• [Assigned task]: Repeat the listing exactly. Do not carry over any pictures.

Source information START

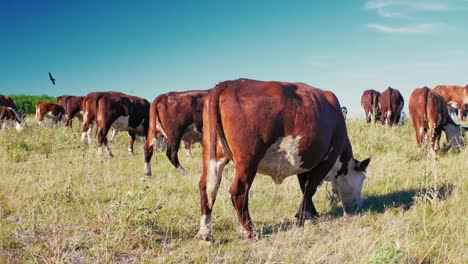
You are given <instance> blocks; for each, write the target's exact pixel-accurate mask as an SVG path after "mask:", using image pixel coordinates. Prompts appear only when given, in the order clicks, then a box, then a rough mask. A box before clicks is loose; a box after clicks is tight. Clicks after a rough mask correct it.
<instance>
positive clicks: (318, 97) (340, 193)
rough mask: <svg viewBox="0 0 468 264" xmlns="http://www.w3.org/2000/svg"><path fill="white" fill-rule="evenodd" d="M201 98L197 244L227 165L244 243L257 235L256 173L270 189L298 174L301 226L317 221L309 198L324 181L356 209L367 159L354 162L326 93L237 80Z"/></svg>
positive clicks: (208, 228) (351, 205)
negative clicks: (255, 209)
mask: <svg viewBox="0 0 468 264" xmlns="http://www.w3.org/2000/svg"><path fill="white" fill-rule="evenodd" d="M205 98H206V99H205V103H204V109H203V136H202V138H203V139H202V146H203V173H202V176H201V179H200V182H199V189H200V198H201V219H200V230H199V232H198V234H197V238H198V239H202V240H211V239H212V231H211V230H212V229H211V226H212V217H211V212H212V210H213V204H214V202H215V199H216V194H217V191H218V188H219V184H220V181H221V178H222V173H223V169H224V166H225V165H226V164H227V162H228V161H229V160H231V161H232V162H234V164H235V176H234V179H233V181H232V184H231V187H230V193H231V200H232V203H233V205H234V207H235V209H236V211H237V216H238V220H239V222H240V223H241V225H242V227H243V229H244V232H245V235H247V237H255V235H256V234H255V232H254V231H253V230H254V229H253V224H252V220H251V218H250V214H249V203H248V200H249V190H250V188H251V187H252V183H253V180H254V178H255V176H256V173H257V171H258V172H260V173H262V174H265V175H270V176H271V177H272V178H273V180H274V182H275V183H277V184H279V183H281V182H282V181H283V180H284V179H285V178H286V177H288V176H291V175H296V174H297V177H298V179H299V185H300V187H301V190H302V192H303V200H302V204H301V206H300V207H299V210H298V213H297V214H296V217H298V218H299V219H300V221H301V222H302V221H303V219H304V218H305V219H313V218H315V217H317V215H318V213H317V211H316V209H315V206H314V204H313V202H312V196H313V195H314V194H315V191H316V189H317V187H318V186H319V184H320V183H321V182H322V180H323V179H324V178H325V177H327V178H328V179H329V180H331V181H332V186H333V190H334V191H336V192H338V193H339V197H341V201H342V202H343V205H344V206H345V207H346V208H349V207H350V206H354V205H356V204H357V205H358V206H361V205H362V197H361V190H362V186H363V182H364V179H365V169H366V167H367V165H368V164H369V161H370V159H366V160H365V161H362V162H359V161H357V160H355V159H354V157H353V151H352V147H351V143H350V142H349V138H348V133H347V130H346V123H345V120H344V118H343V114H342V112H341V107H340V104H339V103H338V99H337V98H336V96H335V95H334V94H333V93H332V92H328V91H322V90H320V89H317V88H313V87H311V86H308V85H306V84H303V83H287V82H262V81H255V80H248V79H239V80H235V81H226V82H222V83H220V84H218V85H217V86H216V87H215V88H214V89H213V90H211V91H210V92H209V95H207V96H206V97H205Z"/></svg>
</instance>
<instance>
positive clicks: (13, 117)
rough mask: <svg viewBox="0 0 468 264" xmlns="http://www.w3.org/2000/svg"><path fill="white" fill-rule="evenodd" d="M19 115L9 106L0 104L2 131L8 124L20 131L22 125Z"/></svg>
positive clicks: (15, 111) (5, 127) (0, 121)
mask: <svg viewBox="0 0 468 264" xmlns="http://www.w3.org/2000/svg"><path fill="white" fill-rule="evenodd" d="M22 120H23V119H22V117H21V115H20V114H19V113H18V112H16V111H15V110H14V109H13V108H11V107H9V106H4V105H0V127H1V128H2V131H3V130H5V129H6V128H8V127H10V126H15V128H16V130H17V131H21V130H22V129H23V127H22V126H21V123H22Z"/></svg>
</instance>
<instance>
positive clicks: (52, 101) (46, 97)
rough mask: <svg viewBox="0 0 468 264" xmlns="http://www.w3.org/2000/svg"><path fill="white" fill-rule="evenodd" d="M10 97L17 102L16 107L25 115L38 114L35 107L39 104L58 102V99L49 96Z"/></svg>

Source information END

• [Exercise output]:
You are given <instance> blocks; for each, write the target's exact pixel-accurate mask as an SVG path after "mask:", using image pixel coordinates. Prompts appear only when given, in the order clicks, then a box, then a rough mask. A box before clicks is loose; a box after clicks is tight. Clicks after a rough mask correct it.
<instance>
positive clicks: (318, 97) (340, 193)
rough mask: <svg viewBox="0 0 468 264" xmlns="http://www.w3.org/2000/svg"><path fill="white" fill-rule="evenodd" d="M201 98L197 244L227 165L244 243L257 235L256 173L270 189L298 174L301 226L317 221L309 198L324 181L356 209L367 159L354 162L326 93L237 80Z"/></svg>
positive clicks: (208, 228) (351, 205)
negative clicks: (255, 209)
mask: <svg viewBox="0 0 468 264" xmlns="http://www.w3.org/2000/svg"><path fill="white" fill-rule="evenodd" d="M205 98H206V99H205V103H204V109H203V136H202V138H203V139H202V146H203V173H202V176H201V179H200V182H199V189H200V198H201V219H200V230H199V232H198V234H197V238H198V239H202V240H211V239H212V231H211V230H212V229H211V226H212V217H211V212H212V210H213V204H214V202H215V199H216V194H217V191H218V188H219V184H220V181H221V178H222V173H223V169H224V166H225V165H226V164H227V162H228V161H229V160H231V161H232V162H234V164H235V176H234V179H233V181H232V184H231V187H230V193H231V200H232V203H233V205H234V207H235V209H236V211H237V216H238V220H239V222H240V223H241V225H242V227H243V229H244V232H245V235H247V237H255V235H256V234H255V232H254V231H253V230H254V229H253V224H252V220H251V218H250V214H249V203H248V200H249V190H250V188H251V187H252V183H253V180H254V178H255V176H256V173H257V171H258V172H260V173H262V174H265V175H270V176H271V177H272V178H273V180H274V182H275V183H277V184H279V183H281V182H282V181H283V180H284V179H285V178H286V177H288V176H291V175H296V174H297V177H298V179H299V185H300V187H301V190H302V192H303V200H302V204H301V206H300V207H299V210H298V213H297V214H296V217H298V218H299V219H300V221H301V222H302V221H303V219H304V218H305V219H313V218H315V217H317V215H318V213H317V211H316V209H315V206H314V204H313V202H312V196H313V195H314V194H315V191H316V189H317V187H318V186H319V184H320V183H321V182H322V180H323V179H324V178H325V177H327V178H328V179H329V180H331V181H332V186H333V190H334V191H336V192H338V193H339V197H341V201H342V202H343V205H344V206H345V207H346V208H349V207H350V206H354V205H356V204H357V205H358V206H361V205H362V197H361V190H362V186H363V182H364V179H365V169H366V167H367V165H368V164H369V161H370V159H366V160H365V161H362V162H359V161H357V160H355V159H354V157H353V151H352V147H351V143H350V142H349V138H348V133H347V130H346V123H345V120H344V118H343V114H342V112H341V107H340V104H339V103H338V99H337V98H336V96H335V95H334V94H333V93H332V92H328V91H322V90H320V89H317V88H313V87H311V86H308V85H306V84H303V83H287V82H262V81H255V80H248V79H239V80H235V81H226V82H222V83H220V84H218V85H217V86H216V87H215V88H214V89H213V90H211V91H210V92H209V95H207V96H206V97H205Z"/></svg>
</instance>
<instance>
positive clicks: (13, 117)
rough mask: <svg viewBox="0 0 468 264" xmlns="http://www.w3.org/2000/svg"><path fill="white" fill-rule="evenodd" d="M19 115L9 106L0 104L2 131L8 124L20 131L22 125Z"/></svg>
positive clicks: (15, 111) (5, 127) (0, 121)
mask: <svg viewBox="0 0 468 264" xmlns="http://www.w3.org/2000/svg"><path fill="white" fill-rule="evenodd" d="M22 120H23V119H22V117H21V115H20V114H19V113H18V112H16V111H15V110H14V109H13V108H11V107H9V106H4V105H0V127H1V128H2V131H3V130H5V129H6V128H8V127H10V126H15V128H16V130H17V131H21V130H22V129H23V127H22V126H21V123H22Z"/></svg>
</instance>
<instance>
positive clicks: (52, 101) (46, 97)
rough mask: <svg viewBox="0 0 468 264" xmlns="http://www.w3.org/2000/svg"><path fill="white" fill-rule="evenodd" d="M10 97L17 102L16 107L25 115L38 114L35 107L39 104L58 102V99L49 96Z"/></svg>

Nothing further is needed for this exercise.